### Records supplied
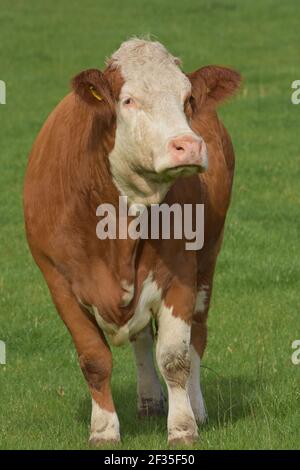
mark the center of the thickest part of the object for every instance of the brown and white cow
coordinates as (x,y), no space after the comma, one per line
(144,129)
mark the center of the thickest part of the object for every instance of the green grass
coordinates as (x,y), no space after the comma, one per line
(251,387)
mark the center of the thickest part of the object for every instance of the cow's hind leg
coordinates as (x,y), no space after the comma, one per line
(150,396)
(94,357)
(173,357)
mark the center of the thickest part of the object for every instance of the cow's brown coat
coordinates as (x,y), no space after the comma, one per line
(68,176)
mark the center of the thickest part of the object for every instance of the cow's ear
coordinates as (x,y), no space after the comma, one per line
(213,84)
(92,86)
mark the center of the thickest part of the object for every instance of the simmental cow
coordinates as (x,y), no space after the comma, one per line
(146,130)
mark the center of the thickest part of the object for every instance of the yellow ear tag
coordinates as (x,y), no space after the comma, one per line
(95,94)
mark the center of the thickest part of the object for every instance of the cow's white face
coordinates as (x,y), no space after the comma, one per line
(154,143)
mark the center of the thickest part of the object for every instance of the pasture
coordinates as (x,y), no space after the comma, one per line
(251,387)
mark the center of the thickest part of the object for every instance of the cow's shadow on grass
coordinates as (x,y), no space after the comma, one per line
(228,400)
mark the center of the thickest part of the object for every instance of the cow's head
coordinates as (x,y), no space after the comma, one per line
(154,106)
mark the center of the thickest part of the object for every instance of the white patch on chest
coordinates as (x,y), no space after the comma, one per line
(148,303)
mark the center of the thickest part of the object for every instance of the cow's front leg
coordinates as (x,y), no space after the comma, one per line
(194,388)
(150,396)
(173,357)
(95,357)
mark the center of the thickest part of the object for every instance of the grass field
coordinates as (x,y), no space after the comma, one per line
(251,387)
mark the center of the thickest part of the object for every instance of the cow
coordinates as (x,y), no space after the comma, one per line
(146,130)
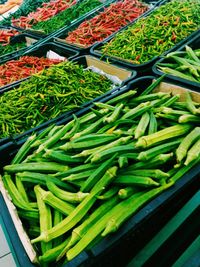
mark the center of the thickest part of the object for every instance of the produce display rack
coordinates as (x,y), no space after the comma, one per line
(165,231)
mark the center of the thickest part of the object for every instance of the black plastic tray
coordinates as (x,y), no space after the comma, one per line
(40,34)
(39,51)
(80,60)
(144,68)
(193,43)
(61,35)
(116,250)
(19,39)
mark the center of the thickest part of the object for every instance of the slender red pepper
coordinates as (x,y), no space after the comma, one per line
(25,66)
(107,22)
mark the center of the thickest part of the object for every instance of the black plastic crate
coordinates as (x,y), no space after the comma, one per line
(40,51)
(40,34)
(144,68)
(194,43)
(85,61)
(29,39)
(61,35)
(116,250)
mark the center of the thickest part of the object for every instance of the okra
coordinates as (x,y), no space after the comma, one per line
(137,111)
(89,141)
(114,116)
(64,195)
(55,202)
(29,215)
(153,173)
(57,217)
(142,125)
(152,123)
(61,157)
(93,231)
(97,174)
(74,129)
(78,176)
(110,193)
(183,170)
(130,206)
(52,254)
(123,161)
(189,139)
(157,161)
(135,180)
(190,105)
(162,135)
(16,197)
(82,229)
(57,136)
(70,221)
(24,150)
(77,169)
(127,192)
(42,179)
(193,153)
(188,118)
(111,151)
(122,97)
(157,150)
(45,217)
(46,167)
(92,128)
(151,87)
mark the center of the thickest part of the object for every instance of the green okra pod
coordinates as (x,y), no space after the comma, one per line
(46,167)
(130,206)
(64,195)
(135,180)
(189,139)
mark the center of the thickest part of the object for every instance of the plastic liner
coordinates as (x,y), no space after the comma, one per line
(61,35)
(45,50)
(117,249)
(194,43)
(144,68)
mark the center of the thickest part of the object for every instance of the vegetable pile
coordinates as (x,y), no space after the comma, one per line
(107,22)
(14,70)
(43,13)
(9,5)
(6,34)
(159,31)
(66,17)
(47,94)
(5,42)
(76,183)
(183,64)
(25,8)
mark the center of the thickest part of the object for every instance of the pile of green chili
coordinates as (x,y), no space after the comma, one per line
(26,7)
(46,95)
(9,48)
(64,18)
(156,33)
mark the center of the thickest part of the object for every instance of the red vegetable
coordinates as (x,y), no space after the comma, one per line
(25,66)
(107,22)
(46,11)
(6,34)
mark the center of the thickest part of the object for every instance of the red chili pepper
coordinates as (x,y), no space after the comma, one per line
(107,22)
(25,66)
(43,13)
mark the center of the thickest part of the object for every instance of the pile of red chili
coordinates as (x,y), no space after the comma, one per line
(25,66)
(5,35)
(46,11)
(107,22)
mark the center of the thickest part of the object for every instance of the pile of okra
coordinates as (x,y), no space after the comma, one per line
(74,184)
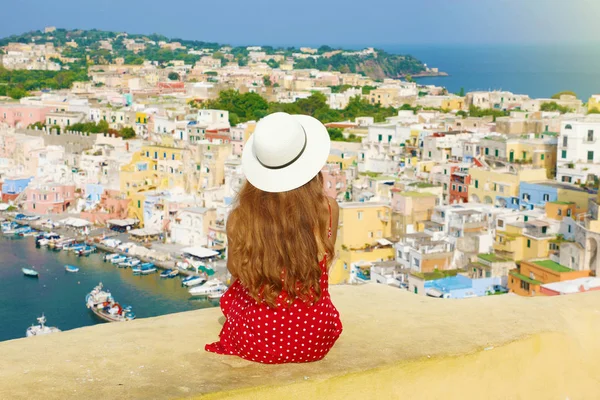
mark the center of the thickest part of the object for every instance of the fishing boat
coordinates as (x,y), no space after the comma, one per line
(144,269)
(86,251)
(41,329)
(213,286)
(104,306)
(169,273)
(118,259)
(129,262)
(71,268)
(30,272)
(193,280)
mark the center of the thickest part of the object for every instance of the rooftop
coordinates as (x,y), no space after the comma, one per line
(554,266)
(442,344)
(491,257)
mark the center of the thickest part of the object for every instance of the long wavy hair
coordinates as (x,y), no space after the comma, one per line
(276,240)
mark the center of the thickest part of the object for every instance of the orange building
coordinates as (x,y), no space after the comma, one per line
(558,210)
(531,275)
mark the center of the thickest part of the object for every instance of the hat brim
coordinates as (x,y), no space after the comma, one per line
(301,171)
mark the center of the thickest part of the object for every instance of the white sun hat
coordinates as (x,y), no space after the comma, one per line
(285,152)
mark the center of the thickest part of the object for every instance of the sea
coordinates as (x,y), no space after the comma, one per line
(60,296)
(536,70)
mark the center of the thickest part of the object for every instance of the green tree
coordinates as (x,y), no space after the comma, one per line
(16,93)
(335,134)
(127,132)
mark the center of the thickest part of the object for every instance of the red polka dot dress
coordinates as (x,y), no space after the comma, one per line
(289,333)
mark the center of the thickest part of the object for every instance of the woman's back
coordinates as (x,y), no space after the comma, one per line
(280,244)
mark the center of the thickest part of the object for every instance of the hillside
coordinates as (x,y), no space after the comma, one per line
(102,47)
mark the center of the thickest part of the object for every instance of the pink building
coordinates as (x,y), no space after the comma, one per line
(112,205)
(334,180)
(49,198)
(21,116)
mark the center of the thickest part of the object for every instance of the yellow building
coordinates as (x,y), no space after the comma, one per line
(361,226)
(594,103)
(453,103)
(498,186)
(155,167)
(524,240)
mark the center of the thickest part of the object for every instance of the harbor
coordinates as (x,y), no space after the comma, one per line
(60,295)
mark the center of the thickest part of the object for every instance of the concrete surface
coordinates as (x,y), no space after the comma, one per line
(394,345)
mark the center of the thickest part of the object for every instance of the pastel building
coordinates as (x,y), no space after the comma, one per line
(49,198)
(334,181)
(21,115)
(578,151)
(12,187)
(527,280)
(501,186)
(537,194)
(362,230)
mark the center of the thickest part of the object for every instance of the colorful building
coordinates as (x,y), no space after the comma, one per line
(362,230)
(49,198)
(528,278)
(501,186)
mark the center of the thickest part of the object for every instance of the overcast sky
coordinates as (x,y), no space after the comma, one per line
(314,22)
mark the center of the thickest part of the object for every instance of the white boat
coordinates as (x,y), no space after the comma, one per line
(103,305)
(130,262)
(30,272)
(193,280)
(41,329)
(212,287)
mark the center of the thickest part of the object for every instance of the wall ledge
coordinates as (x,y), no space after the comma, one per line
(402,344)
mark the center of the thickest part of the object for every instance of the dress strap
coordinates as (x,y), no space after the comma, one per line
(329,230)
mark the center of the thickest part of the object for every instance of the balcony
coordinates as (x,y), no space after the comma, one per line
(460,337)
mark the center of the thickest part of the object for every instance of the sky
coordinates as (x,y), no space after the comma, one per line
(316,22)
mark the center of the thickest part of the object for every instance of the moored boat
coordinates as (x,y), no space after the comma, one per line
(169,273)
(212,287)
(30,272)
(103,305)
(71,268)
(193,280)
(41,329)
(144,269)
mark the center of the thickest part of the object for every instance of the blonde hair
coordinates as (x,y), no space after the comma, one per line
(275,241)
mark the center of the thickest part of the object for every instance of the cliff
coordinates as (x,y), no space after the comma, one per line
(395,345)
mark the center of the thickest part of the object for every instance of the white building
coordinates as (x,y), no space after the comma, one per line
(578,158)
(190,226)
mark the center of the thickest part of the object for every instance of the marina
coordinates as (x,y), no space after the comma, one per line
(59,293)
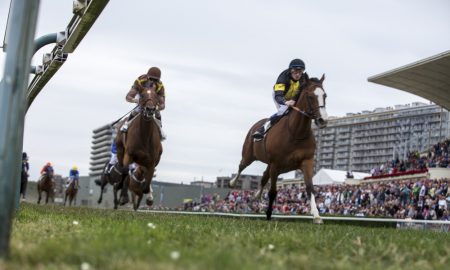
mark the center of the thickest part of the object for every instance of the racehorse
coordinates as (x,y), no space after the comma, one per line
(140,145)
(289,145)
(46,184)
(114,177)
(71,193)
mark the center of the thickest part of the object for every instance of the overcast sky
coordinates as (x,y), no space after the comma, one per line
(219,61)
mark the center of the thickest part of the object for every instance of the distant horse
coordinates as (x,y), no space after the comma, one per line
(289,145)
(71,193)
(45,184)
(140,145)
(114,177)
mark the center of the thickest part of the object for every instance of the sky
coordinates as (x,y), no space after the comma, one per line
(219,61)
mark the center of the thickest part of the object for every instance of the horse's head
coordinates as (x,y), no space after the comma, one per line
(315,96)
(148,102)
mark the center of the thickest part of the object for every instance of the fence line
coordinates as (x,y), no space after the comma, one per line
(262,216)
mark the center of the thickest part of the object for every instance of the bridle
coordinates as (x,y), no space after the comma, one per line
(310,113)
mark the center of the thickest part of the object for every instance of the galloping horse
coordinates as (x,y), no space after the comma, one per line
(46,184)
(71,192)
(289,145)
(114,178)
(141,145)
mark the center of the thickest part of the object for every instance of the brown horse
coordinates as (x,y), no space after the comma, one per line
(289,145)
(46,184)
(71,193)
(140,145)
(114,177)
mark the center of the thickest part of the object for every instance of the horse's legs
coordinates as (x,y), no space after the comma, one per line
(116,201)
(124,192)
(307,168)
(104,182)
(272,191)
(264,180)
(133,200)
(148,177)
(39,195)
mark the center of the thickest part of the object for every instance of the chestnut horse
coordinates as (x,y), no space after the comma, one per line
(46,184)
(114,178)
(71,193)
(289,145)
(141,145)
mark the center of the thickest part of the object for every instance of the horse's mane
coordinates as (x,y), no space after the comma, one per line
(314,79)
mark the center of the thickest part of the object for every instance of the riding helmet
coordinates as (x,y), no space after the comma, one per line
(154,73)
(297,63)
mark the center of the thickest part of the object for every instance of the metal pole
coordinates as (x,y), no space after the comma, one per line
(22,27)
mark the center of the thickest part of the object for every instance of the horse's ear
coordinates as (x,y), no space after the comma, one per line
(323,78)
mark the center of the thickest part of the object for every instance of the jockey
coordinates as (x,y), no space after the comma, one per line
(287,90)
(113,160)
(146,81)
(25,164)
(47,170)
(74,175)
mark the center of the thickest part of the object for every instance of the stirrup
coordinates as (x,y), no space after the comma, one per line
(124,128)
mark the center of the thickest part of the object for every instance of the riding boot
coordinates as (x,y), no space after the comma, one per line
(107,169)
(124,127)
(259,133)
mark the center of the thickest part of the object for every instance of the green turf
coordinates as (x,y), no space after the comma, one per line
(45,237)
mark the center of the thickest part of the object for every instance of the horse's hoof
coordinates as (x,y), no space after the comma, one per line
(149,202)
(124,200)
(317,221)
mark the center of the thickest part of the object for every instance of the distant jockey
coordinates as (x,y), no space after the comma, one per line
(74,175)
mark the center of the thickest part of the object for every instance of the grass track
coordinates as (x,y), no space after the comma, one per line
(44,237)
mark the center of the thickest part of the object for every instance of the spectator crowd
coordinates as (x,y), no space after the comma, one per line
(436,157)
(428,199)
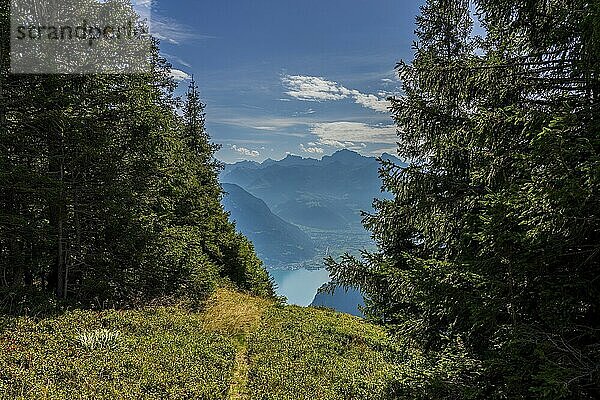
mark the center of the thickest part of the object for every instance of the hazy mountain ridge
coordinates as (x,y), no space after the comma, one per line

### Exercise
The lines to repeat run from the line containing "the riding helmet" through the last line of the material above; give them exactly, without the pictures.

### Worked solution
mark the center of the thickest part of the object for every instance of the riding helmet
coordinates as (x,y), no space after the comma, one per line
(154,73)
(297,63)
mark the center of the thickest part of the object for every instance of the metal pole
coordinates as (x,y), no space after the comma, one per line
(22,27)
mark the center of the thickest part of the object for every instance of the horse's ear
coordinates as (x,y), no space after the comma, one per line
(323,78)
mark the center of the thickest part of the object for every instance of the jockey
coordinates as (x,y), no space after the comma, one per line
(287,90)
(113,160)
(146,81)
(25,164)
(47,170)
(74,175)
mark the center of the thickest part of the object for every instance of the stirrup
coordinates as (x,y), no space after the comma, one per line
(124,128)
mark the center of the thickest part of the object for every instance of the riding boot
coordinates as (x,y), no space after the comma, one per line
(107,169)
(124,127)
(259,133)
mark the center of the thickest part of the object for every instance of the green turf
coordinates as (x,y), no space after the comma, one per line
(45,237)
mark the center of the thickest part of the object for every instance of the horse's hoof
coordinates as (x,y), no space after the comma, one per line
(149,202)
(124,200)
(317,221)
mark the center of the thickest part of the object for every instance of the distant jockey
coordinates as (x,y), no space after the comma, one per line
(74,175)
mark the center of the thickest part of the object for every instance of the grass track
coordinates as (x,y), no space after the comma, one per line
(44,237)
mark the center of the thickest part of the object for every instance of the spectator crowd
coordinates as (x,y), no space after the comma, one per line
(436,157)
(428,199)
mark the center of the thickest part of the object for every instance of the hazy mountain ridge
coordinates as (x,y), no space after the comma, one per line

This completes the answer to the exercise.